> [DESCRIPTION OF THE TASK]:
Copy, exactly and without additions, every line in the records below from the one holding "Target: crown molding" through the one holding "fixture shown above.", both ends included.

> [INFORMATION SUPPLIED]:
* * * *
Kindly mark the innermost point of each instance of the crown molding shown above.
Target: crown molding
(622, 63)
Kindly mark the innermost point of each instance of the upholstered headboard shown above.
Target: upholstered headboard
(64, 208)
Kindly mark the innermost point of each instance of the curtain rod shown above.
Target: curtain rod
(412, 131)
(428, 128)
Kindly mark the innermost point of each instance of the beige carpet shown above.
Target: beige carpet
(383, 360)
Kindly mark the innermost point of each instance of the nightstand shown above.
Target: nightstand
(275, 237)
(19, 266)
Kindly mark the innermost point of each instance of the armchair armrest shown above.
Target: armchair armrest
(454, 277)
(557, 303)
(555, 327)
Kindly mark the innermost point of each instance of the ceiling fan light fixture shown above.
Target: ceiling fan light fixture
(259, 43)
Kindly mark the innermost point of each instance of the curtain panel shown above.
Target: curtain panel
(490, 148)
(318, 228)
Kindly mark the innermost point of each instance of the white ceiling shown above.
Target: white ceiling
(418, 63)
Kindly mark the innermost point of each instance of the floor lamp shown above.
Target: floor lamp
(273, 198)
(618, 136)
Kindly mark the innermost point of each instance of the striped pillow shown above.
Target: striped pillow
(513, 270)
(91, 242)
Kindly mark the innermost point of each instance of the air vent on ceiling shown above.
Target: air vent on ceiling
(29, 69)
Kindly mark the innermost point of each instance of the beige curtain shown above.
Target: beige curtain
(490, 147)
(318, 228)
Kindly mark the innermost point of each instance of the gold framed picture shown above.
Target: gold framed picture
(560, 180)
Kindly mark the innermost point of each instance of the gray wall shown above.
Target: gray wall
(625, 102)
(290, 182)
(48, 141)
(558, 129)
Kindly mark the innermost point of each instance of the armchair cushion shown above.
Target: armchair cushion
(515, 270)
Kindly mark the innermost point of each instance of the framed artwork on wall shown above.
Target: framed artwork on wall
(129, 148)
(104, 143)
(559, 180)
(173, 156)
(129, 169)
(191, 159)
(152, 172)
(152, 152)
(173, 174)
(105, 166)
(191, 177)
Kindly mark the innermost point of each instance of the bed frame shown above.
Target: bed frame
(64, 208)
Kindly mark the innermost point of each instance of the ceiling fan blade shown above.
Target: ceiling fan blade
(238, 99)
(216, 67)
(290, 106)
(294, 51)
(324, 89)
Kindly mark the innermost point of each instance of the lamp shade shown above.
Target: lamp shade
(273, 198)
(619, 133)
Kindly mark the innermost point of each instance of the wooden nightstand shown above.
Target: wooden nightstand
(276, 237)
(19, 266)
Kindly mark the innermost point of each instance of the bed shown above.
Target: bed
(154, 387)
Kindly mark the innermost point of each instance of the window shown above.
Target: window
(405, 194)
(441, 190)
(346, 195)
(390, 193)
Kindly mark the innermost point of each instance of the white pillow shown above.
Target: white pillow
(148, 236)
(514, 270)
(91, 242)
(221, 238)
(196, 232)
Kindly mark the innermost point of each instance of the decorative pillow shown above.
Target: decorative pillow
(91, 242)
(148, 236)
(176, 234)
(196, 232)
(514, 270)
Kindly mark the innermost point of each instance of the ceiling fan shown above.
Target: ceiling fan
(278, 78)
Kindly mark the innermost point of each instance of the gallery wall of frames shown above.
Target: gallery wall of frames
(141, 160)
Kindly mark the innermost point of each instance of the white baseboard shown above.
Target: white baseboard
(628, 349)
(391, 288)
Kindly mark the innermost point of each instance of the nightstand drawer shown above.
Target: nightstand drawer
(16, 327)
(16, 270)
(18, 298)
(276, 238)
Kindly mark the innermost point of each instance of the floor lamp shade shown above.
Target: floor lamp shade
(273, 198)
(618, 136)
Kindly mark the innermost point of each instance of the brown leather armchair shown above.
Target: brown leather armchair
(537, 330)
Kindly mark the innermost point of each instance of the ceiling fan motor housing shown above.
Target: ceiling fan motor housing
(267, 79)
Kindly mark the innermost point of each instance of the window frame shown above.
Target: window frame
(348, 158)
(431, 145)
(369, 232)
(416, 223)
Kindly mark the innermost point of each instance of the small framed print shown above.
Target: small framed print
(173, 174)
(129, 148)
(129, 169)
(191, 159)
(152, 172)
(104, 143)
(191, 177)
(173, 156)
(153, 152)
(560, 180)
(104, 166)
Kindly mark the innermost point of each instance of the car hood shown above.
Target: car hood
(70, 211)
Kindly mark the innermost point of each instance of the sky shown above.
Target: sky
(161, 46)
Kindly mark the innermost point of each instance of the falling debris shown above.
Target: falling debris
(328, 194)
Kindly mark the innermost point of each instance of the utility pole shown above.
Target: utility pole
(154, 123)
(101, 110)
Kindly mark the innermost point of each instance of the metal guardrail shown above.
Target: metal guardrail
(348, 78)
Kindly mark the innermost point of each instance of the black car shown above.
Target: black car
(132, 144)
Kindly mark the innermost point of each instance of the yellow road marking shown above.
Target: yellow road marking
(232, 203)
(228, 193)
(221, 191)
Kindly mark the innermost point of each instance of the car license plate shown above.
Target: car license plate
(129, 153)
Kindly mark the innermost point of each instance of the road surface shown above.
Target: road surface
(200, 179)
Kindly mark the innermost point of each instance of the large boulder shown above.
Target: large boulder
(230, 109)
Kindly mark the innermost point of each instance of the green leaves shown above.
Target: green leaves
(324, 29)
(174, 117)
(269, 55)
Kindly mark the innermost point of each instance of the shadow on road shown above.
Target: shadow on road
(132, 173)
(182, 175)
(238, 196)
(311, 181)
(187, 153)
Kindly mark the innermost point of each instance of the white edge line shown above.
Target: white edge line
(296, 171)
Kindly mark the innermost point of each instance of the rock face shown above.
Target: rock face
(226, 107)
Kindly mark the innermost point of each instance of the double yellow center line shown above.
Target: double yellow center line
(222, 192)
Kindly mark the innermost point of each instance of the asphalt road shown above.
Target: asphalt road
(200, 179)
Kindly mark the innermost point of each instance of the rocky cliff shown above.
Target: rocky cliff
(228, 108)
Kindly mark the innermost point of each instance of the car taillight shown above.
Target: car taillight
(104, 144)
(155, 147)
* * * *
> [RESULT OF THIS EXERCISE]:
Target: crown molding
(622, 63)
Kindly mark the innermost point of each instance of the upholstered headboard shown above.
Target: upholstered headboard
(64, 208)
Kindly mark the innermost point of each instance of the curtain rod shown above.
Target: curtain rod
(412, 131)
(428, 128)
Kindly mark the innermost point of each instance of the beige carpet shown above.
Target: beige carpet
(383, 360)
Kindly mark the innermost point of each instance of the nightstand shown above.
Target: nightstand
(275, 237)
(19, 266)
Kindly mark the innermost point of each instance of the armchair armrest shown above.
Target: armchair armrest
(454, 277)
(557, 303)
(555, 327)
Kindly mark the innermost point of each instance of the ceiling fan light fixture shown above.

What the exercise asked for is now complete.